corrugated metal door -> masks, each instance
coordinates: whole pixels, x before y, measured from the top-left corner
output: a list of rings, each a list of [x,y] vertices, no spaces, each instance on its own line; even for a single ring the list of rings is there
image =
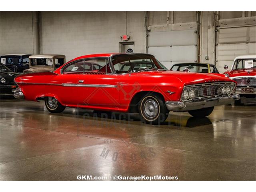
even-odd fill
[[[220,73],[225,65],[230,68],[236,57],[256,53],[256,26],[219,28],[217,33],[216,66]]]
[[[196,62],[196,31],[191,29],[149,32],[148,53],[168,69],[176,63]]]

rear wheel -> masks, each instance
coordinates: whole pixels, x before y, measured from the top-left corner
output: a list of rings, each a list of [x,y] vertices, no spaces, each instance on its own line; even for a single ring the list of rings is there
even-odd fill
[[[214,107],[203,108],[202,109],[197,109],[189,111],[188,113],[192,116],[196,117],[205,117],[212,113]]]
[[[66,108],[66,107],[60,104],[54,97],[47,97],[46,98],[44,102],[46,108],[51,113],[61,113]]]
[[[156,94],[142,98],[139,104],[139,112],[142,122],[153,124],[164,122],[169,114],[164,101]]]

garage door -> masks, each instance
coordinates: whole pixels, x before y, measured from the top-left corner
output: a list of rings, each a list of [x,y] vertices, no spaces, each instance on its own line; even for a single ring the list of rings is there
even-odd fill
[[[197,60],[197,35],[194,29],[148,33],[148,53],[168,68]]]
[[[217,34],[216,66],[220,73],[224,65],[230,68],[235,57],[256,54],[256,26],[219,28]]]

## [Instruction]
Rewrite all the lines above, requests included, shifting every coordinate in the answers by -102. Leave out the pictures.

## [Response to this exercise]
corrugated metal door -> masks, each instance
coordinates: whole pixels, x before y, measured from the top-left corner
output: a list of rings, each a list of [x,y] vertices, no spaces, each instance on its own line; even for a single ring the list of rings is there
image =
even-odd fill
[[[118,-29],[123,-37],[128,-34],[134,-45],[154,-49],[154,-76],[117,-74],[115,-69],[114,-36]]]
[[[94,-40],[94,-71],[89,-73],[47,-70],[46,-49],[66,-33],[74,-39]]]

rear wheel -> masks, each instance
coordinates: whole pixels, x before y, measured from the top-left corner
output: a list of rings, each a list of [x,y] vertices, no spaces, each instance on its own line; even for a single ring the list of rings is there
even-odd fill
[[[112,5],[101,6],[100,7],[95,7],[87,9],[86,11],[90,14],[94,15],[103,15],[110,11]]]
[[[-36,6],[-36,5],[-42,2],[-48,-5],[-55,-5],[-56,-4],[-58,0],[-56,6],[-51,11],[-41,11]]]
[[[54,-8],[40,-4],[37,2],[37,10],[40,20],[51,22],[62,20],[67,12],[62,-1]]]

garage door -> masks, each instance
coordinates: whole pixels, x before y, measured from the top-left corner
output: a list of rings, each a list of [x,y] vertices, no spaces, each instance on its own line; even for a single ring the list of rings is there
even-odd fill
[[[95,-42],[95,-67],[92,-73],[46,-69],[46,-49],[66,-34]]]
[[[115,-68],[114,-36],[118,-29],[122,-37],[128,-34],[133,-45],[154,-48],[154,-76],[117,-74]]]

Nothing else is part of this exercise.